Some of the key challenges include:

Increased complexity

Microservices introduce a higher level of complexity compared to monolithic architectures. The need to manage multiple independent services, communicate between them, and coordinate their interactions can become challenging.

Service coordination

Effective communication and coordination between microservices have become crucial. Implementing proper service orchestration and handling inter-service communication can be complex, requiring well-defined APIs and protocols.

Data management

Maintaining data consistency across multiple services can be challenging. With each microservice having its own database, ensuring data integrity and managing transactions becomes more complex than in a monolithic system.

Service discovery and registry

As the number of microservices grows, discovering and keeping track of available services becomes challenging. Service registries and discovery mechanisms are necessary for managing the dynamic nature of microservices.

Network latency

Microservices communicate over a network, introducing potential latency compared to in-process communication in monolithic architectures. Efficient handling of network latency and minimizing the impact on performance is crucial.

• [DATA PROVIDED]:
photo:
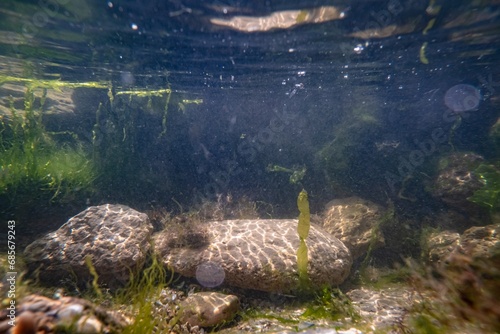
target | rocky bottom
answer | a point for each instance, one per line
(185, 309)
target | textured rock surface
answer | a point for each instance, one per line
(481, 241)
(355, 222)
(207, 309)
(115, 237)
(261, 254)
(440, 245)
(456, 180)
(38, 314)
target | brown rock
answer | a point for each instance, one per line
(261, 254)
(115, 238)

--

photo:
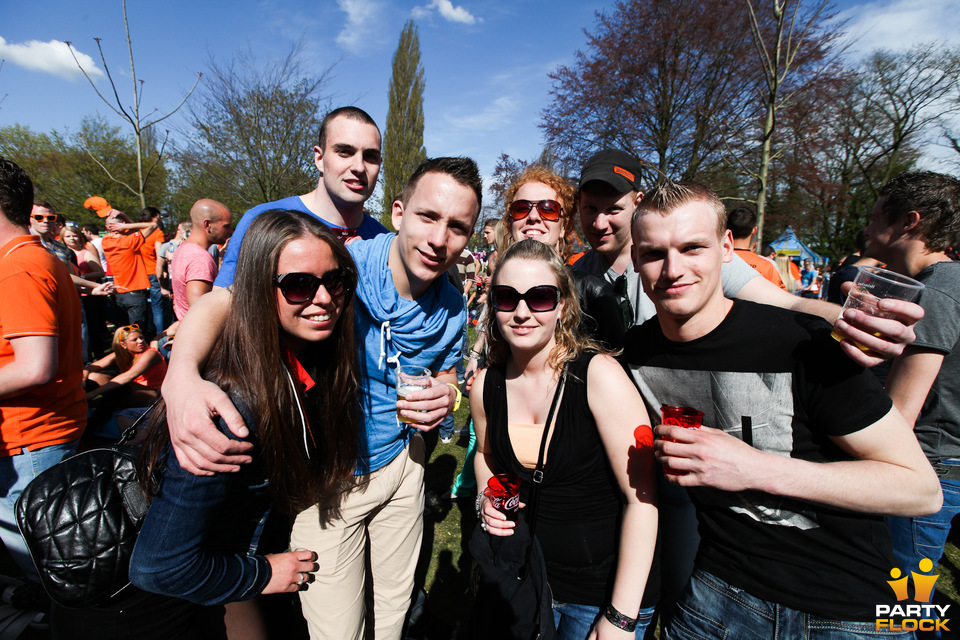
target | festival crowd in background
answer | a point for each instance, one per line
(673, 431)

==

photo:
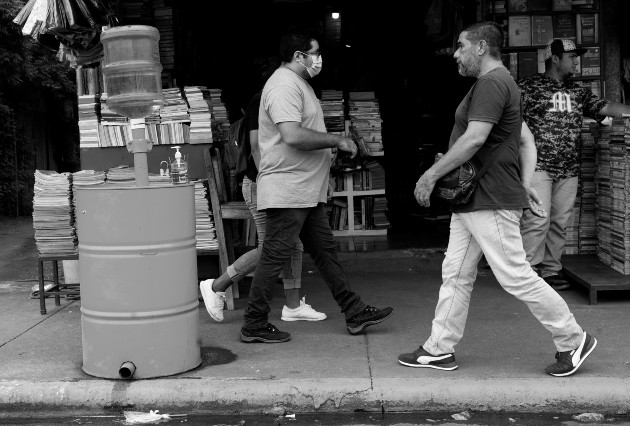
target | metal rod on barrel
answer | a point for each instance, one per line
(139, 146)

• [PROMPT A]: Please set down, word for word, the part of the microservices passage between "Effective communication and" and "nature of microservices.", inclusive.
• [PROMPT B]: Supply the next part of the text on microservices challenges, starting after its final sentence.

• [EXERCISE RESPONSE A]:
Effective communication and coordination between microservices have become crucial. Implementing proper service orchestration and handling inter-service communication can be complex, requiring well-defined APIs and protocols.

Data management

Maintaining data consistency across multiple services can be challenging. With each microservice having its own database, ensuring data integrity and managing transactions becomes more complex than in a monolithic system.

Service discovery and registry

As the number of microservices grows, discovering and keeping track of available services becomes challenging. Service registries and discovery mechanisms are necessary for managing the dynamic nature of microservices.

• [EXERCISE RESPONSE B]:
Microservices: Driving the future

Microservices have played a transformative role within the context of digital adoption platforms, particularly in the case of WalkMe. 

They have emerged as a strategic imperative, reshaping operational dynamics and fostering efficiency, innovation, and continual improvement.

In the context of WalkMe, microservices have been instrumental in breaking down complex systems into smaller, more manageable services. 

This has resulted in more scalable, flexible, and easier-to-maintain systems, enhancing user experience and driving efficiency. 

Microservices are part of a broader narrative of organizational development, intertwined with concepts such as cloud computing, DevOps, and continuous delivery. 

These interconnected concepts drive digital transformation, enabling organizations to respond more quickly to market changes, reduce costs, and improve service quality.